• **DIRECTION**:
Please print the part of the listing below that opens with the line containing "Where can the rocky cliff" and closes with the line containing "x=343, y=217", including both of those lines. Reproduce each line without any change and output nothing else.

• **ENTRIES PROVIDED**:
>>>>>

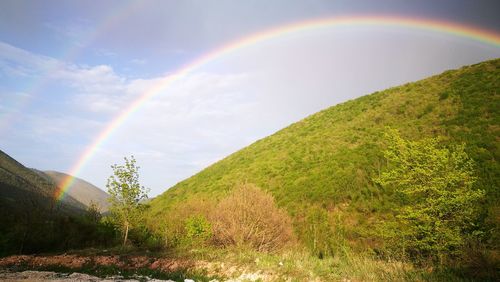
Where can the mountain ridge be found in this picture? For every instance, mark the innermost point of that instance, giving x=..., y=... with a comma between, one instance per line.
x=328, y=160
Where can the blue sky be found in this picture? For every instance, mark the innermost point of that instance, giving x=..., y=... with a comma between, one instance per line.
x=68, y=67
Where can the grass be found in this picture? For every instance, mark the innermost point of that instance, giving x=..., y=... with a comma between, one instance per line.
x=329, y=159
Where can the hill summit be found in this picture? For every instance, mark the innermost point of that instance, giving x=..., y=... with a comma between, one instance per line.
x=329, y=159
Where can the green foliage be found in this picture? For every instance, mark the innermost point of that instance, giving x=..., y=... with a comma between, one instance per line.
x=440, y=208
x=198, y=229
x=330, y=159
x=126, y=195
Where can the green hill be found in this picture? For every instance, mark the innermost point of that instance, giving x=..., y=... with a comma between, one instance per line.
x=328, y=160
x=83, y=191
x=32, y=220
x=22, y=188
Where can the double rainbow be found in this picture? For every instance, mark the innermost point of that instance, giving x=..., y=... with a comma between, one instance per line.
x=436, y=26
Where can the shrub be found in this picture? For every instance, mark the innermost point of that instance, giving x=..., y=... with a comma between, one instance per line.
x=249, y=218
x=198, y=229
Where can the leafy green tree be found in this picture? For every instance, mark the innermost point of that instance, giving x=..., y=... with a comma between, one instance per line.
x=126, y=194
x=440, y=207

<<<<<
>>>>>

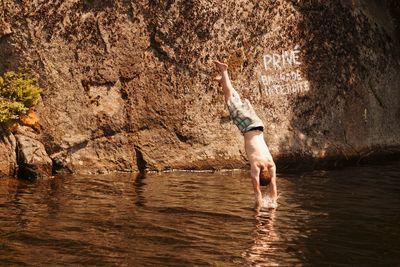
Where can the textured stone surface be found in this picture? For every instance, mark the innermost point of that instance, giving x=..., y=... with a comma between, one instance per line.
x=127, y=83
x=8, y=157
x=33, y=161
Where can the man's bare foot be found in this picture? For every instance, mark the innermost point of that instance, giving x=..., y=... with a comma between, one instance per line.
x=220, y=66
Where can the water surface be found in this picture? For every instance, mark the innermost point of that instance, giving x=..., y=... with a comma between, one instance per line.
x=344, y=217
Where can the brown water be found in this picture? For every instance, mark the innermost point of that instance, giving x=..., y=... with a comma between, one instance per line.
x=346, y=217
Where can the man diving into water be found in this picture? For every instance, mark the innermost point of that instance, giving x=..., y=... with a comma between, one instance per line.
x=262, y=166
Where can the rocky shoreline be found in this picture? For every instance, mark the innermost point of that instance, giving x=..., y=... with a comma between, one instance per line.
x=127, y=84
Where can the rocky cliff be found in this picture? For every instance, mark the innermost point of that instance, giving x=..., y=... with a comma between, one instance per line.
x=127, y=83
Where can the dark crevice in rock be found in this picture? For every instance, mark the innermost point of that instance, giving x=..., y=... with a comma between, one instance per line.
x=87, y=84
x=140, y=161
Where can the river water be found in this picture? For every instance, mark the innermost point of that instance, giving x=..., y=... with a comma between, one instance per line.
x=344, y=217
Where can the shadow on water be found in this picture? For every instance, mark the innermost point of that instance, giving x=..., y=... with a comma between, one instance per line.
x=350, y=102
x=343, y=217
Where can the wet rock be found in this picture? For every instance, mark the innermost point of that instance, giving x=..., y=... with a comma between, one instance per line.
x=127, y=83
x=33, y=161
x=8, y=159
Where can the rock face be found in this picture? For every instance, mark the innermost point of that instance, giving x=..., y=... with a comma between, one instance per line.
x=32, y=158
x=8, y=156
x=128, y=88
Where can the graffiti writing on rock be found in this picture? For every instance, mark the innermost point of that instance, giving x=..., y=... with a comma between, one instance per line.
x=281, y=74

<<<<<

• **RESULT OF THE EXERCISE**:
Where can the rocky cliff be found in this picture? For every instance, mark the innermost point of that instance, giving x=..., y=... with a comma between, one instance per line.
x=127, y=83
Where can the dark crevice in rock be found in this picture? For every instance, mark the innermost point of that instance, giving x=..., y=... with a comma between, one instance per line.
x=87, y=84
x=140, y=161
Where can the river water be found in this picture? For every instance, mark the innermost point of that instance, giving x=..., y=... with a comma between, one instance per line.
x=344, y=217
Where can the shadow on water be found in this picture? For every instance, mark the innermost point of that instance, giving x=..., y=... with a comma between, one instance per line.
x=350, y=102
x=343, y=217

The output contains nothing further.